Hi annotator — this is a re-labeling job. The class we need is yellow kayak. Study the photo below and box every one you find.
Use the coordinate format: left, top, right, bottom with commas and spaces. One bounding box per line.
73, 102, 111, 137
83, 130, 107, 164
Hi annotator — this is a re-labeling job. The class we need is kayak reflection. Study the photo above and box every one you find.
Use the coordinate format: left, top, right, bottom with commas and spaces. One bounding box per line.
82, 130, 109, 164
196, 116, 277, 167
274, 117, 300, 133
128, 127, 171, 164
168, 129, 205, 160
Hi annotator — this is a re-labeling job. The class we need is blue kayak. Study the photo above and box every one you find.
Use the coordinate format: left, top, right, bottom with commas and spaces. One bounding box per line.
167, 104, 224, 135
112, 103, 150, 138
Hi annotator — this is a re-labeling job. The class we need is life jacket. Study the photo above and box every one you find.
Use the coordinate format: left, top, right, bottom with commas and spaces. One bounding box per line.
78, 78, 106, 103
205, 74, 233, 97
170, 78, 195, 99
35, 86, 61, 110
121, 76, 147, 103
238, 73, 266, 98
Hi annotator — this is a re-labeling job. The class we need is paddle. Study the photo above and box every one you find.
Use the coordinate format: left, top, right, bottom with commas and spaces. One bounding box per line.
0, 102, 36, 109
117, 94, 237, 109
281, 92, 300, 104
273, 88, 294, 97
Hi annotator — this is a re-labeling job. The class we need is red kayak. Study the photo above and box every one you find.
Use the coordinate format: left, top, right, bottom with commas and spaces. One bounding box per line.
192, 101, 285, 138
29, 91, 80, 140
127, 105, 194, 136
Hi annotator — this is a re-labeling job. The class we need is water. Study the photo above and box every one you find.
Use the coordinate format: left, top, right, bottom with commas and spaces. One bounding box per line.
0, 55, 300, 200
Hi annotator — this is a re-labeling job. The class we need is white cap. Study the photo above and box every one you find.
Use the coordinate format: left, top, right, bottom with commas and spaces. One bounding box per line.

### OBJECTIF DE LA TÂCHE
Rassemblez toutes les lignes des éléments ci-dessus qui contiennent la chaîne « jacket », en tenant compte de la casse.

### RÉPONSE ATTENDUE
Hi annotator — this is a re-labeling job. The class we need is life jacket. Study the photo above and box every one you find.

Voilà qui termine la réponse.